[Data for the task Boundary: Start]
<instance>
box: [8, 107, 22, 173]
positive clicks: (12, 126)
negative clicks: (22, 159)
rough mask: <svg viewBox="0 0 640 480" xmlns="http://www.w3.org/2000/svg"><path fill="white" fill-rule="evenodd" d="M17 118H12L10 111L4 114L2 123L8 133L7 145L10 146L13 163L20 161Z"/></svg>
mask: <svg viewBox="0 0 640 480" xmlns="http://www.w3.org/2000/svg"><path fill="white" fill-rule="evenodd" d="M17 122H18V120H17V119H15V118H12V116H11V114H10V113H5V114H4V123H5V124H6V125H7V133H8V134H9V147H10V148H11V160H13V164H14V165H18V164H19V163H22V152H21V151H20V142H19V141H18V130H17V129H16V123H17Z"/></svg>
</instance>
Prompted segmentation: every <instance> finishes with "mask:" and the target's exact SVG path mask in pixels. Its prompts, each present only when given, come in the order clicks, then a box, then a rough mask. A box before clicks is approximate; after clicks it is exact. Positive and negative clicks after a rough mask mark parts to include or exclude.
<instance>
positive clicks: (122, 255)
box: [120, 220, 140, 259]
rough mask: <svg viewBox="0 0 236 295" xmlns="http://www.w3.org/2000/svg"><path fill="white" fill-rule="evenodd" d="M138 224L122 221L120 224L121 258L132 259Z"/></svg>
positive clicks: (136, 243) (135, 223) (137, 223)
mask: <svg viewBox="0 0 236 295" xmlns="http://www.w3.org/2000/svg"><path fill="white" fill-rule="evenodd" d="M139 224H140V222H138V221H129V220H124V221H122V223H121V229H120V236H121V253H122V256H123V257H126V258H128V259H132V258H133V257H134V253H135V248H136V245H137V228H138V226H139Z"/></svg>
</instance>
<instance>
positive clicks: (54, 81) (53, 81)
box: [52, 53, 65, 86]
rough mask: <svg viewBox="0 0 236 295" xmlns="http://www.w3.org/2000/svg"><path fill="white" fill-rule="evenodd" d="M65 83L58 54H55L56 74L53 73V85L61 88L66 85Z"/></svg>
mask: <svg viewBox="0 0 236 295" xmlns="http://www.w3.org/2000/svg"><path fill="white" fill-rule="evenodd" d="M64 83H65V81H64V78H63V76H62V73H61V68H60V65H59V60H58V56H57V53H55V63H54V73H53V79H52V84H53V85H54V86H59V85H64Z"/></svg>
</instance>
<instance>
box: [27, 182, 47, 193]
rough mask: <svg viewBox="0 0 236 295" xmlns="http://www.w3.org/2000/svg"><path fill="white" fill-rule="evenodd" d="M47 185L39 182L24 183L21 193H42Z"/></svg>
[Data for the task Boundary: End]
Action item:
All of the lines above are to be restated word for word.

Task answer:
<instance>
box: [8, 107, 22, 173]
positive clicks: (12, 126)
negative clicks: (22, 159)
rough mask: <svg viewBox="0 0 640 480" xmlns="http://www.w3.org/2000/svg"><path fill="white" fill-rule="evenodd" d="M17 118H12L10 111L4 114L2 123L8 133L7 145L10 146L13 163L20 161Z"/></svg>
mask: <svg viewBox="0 0 640 480" xmlns="http://www.w3.org/2000/svg"><path fill="white" fill-rule="evenodd" d="M17 122H18V120H17V119H15V118H12V116H11V114H10V113H5V114H4V123H5V124H6V125H7V133H8V134H9V147H10V148H11V160H13V164H14V165H18V164H19V163H22V152H21V151H20V142H19V141H18V130H17V129H16V123H17Z"/></svg>
</instance>
Prompted segmentation: every <instance> finishes with "mask:" and the target's exact SVG path mask in pixels. Its prompts, each present only when given, come in the order clicks, then a box, then a rough mask. A box before clicks is approximate; after clicks it is exact. Positive and negative clicks after a rough mask mark parts to include or exclude.
<instance>
positive clicks: (122, 255)
box: [120, 220, 140, 259]
rough mask: <svg viewBox="0 0 236 295" xmlns="http://www.w3.org/2000/svg"><path fill="white" fill-rule="evenodd" d="M138 224L122 221L120 224L121 258L132 259Z"/></svg>
positive clicks: (136, 243) (135, 223) (137, 223)
mask: <svg viewBox="0 0 236 295" xmlns="http://www.w3.org/2000/svg"><path fill="white" fill-rule="evenodd" d="M139 224H140V222H138V221H129V220H124V221H122V223H121V229H120V236H121V253H122V256H123V257H126V258H128V259H132V258H133V257H134V253H135V248H136V245H137V228H138V226H139Z"/></svg>
</instance>
<instance>
positive clicks: (54, 81) (53, 81)
box: [52, 53, 65, 86]
rough mask: <svg viewBox="0 0 236 295" xmlns="http://www.w3.org/2000/svg"><path fill="white" fill-rule="evenodd" d="M65 83L58 54H55L56 74L53 73V85L61 88L66 85Z"/></svg>
mask: <svg viewBox="0 0 236 295" xmlns="http://www.w3.org/2000/svg"><path fill="white" fill-rule="evenodd" d="M64 83H65V81H64V78H63V76H62V73H61V68H60V65H59V60H58V56H57V53H55V63H54V73H53V79H52V84H53V85H54V86H59V85H64Z"/></svg>
</instance>
<instance>
box: [27, 182, 47, 193]
rough mask: <svg viewBox="0 0 236 295" xmlns="http://www.w3.org/2000/svg"><path fill="white" fill-rule="evenodd" d="M47 185L39 182L24 183L21 193H42Z"/></svg>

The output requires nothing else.